## Task requirements
[1] Write out the passage of the book review from "In the book" up to and including "between their peoples.".
[2] Continue the review of Aaron David Miller's book from where it stops.

## Document passage
As I read Aaron David Miller’s book, The Much Too Promised Land, with its harsh criticism, particularly of the Clinton Administration, I was somewhat put off by its gloating Monday morning quarterbacking. Writing from the perspective of 2006, it isn’t quite as challenging to see where the land mines were in 1999.
I was also challenged by Miller’s hero worship of Henry Kissinger and James Baker, especially, his oft repeated appreciation for Kissinger’s deviousness. Miller is particularly critical of Dennis Ross, but also mentions on several occasions, Ross’s excluding him from the inner circle at key moments of the negotiation process.
Still this is an important and unique book, a history not of the Arab Israeli conflict, but of the attempts of the United States to mediate that conflict since the 1970’s.
Aaron Miller, a nice Jewish boy from the Midwest, whose parents were involved both in the Republican party and in American Zionism, switches his field of interest during graduate school, from the United States Civil War to the Middle East. He studies Hebrew and Arabic in Israel during and immediately following the 1973 Yom Kippur war and ends up writing a dissertation on the US Saudi special relationship. Following school he is grabbed up by the State Department as a documentary editor, but ends up involved in the more active side of negotiations, staying on for 24 years, working for 6 different Secretaries of State, and 4 Presidents. He resigns in 2003, in frustration as Arab Israeli peace becomes sidelined under President George W Bush.
In the book Miller presents himself as a tough hardboiled realist, though I find that hard to reconcile with his immediate employment after leaving the State Department. From 2003-2006, Miller was the director of Seeds of Peace, a most idealistic organization, which brings young people together for a summer camp program in the United States, Israelis and Arabs, Pakistanis and Indians, as a way of bridging the conflicts that exist between their peoples.
Miller points out how uniquely American is the belief that “over time and through negotiation, dialogue and compromise, the needs of Arabs and Israelis could be somehow reconciled.” He stresses that this is more of a faith statement, than we usually acknowledge. It is a reflection of American idealism and pragmatism, what he calls the “split the difference approach”, a world view entirely foreign to the Middle East. Miller points out the many differences between the American experience and that of the Israelis and Palestinians. America, he notes, “had the liquid assets of two great oceans, which gave us, at least until recently, a tremendous feeling of security”. Both Israelis and Palestinians react out of a history which has left them very insecure. He also stresses that though there is a great imbalance of power between the United States and these smaller entities, one should not dismiss the strength of a smaller power, who has so much more at stake in a particular conflict, and is not distracted by other considerations.

Object position labeling entries:
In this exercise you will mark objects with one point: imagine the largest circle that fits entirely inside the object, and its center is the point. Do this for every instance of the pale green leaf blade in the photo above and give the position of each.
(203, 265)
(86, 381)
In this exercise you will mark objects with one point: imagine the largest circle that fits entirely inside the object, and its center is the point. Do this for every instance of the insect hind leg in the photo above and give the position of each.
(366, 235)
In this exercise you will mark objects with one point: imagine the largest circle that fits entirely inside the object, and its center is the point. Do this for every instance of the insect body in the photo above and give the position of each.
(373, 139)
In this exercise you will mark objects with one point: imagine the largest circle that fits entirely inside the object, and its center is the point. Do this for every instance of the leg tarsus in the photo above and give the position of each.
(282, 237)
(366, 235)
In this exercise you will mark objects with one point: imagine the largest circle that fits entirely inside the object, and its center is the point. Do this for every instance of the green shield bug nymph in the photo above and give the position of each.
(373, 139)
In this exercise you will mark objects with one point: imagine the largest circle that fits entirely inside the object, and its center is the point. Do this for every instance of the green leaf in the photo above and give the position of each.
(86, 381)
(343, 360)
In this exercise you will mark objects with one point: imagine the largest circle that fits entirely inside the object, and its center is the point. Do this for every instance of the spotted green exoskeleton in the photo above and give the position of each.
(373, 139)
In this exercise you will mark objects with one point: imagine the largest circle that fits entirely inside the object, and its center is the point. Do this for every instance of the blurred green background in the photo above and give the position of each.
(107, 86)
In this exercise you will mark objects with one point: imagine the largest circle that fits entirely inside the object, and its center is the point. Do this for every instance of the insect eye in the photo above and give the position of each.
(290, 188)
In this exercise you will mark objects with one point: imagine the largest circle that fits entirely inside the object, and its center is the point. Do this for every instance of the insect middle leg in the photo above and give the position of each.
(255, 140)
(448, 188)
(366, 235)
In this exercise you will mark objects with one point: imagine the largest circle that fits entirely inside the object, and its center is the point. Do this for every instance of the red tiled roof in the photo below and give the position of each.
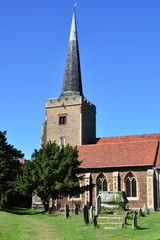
(136, 153)
(132, 138)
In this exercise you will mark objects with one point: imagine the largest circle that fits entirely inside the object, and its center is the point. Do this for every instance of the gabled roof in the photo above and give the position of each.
(118, 154)
(131, 138)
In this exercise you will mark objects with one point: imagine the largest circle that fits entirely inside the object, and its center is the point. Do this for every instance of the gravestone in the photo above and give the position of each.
(134, 220)
(66, 211)
(145, 209)
(122, 225)
(98, 204)
(95, 221)
(125, 218)
(85, 215)
(140, 212)
(91, 212)
(113, 199)
(88, 205)
(76, 209)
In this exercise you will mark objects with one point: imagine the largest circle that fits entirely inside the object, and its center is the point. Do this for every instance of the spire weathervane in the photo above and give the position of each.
(72, 84)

## Results of the exercise
[1]
In the book Miller presents himself as a tough hardboiled realist, though I find that hard to reconcile with his immediate employment after leaving the State Department. From 2003-2006, Miller was the director of Seeds of Peace, a most idealistic organization, which brings young people together for a summer camp program in the United States, Israelis and Arabs, Pakistanis and Indians, as a way of bridging the conflicts that exist between their peoples.

[2]
Miller has no end of criticisms of Arafat and the Palestinians. He quotes Abba Eban’s, “they never miss an opportunity to miss an opportunity.” He speaks directly of Arafat’s inability to govern, his refusal to abandon violence as a potential tool. He writes: “We could talk to Arafat all day about ending violence but it was like punching jello.” Further he states, “Arafat for whom dissembling and lying was second nature.” Yet where he is critical of the Americans, and particularly Clinton, it is for not pressuring Israel more.
Miller is a proponent of what he calls “tough love”, and believes that the attention of the United States and particularly of the President, should be used very judiciously, only where it can be effective. A settlement in the Middle East “will not come cheap”, and one role of the United States is to help both sides come to terms with that reality. He values very highly the special ties between the United States and Israel, the similarities of culture and values, the shared democracy, but insists that fighting with Israel is not a bad sign. In fact, he insists that it has been a necessary part of the most productive of the United States peace making process.
The book is filled with details about Israeli as well as American leaders. In one section about Prime Minister Rabin, Miller corroborates what I had heard from others about AIPAC’s failure to support Rabin in his peacemaking. He writes: “In fact not long after becoming Prime Minister Rabin warned AIPAC to stay out of Israel’s business on the peace process and after the Oslo accords were revealed, he appealed for the organization’s support.”
The book ends with some principles for moving forward. Miller notes that one can’t ignore the very tough neighborhood in which Israel is resident. He is pessimistic about the current leadership, feeling that on both sides they lack the stature and respect of their countrymen and can’t compare in vision with earlier leaders. Sharon was not easy to deal with but he commanded respect and in reinventing himself after Lebanon, also took new positions. Arafat was impossible, but he was the clearly recognized symbol of the Palestinian people. Today with the split between Fatah and Hamas, there is no one figure who can speak for everyone. Further in these negotiations, “small spoilers have a big impact,” on both sides, smaller extremist groups have done lasting damage. The gaps between the Palestinians and Israelis remain very large, even at the maximum of Ehud Barak’s offers at the end of the Clinton administration, and it is not clear that there is the will to overcome these gaps.
Last month, Miller had an article published in Foreign Affairs Magazine, called, “The False Religion of Mideast Peace-And why I'm no longer a believer”, picking up where his book left off. He urges a reorientation of the field of Arab Israeli peace making to a more realistic approach. The road to Bagdad does not necessarily run through Palestine, and though an improvement of the situation of the Palestinians could help, it will not be a panacea.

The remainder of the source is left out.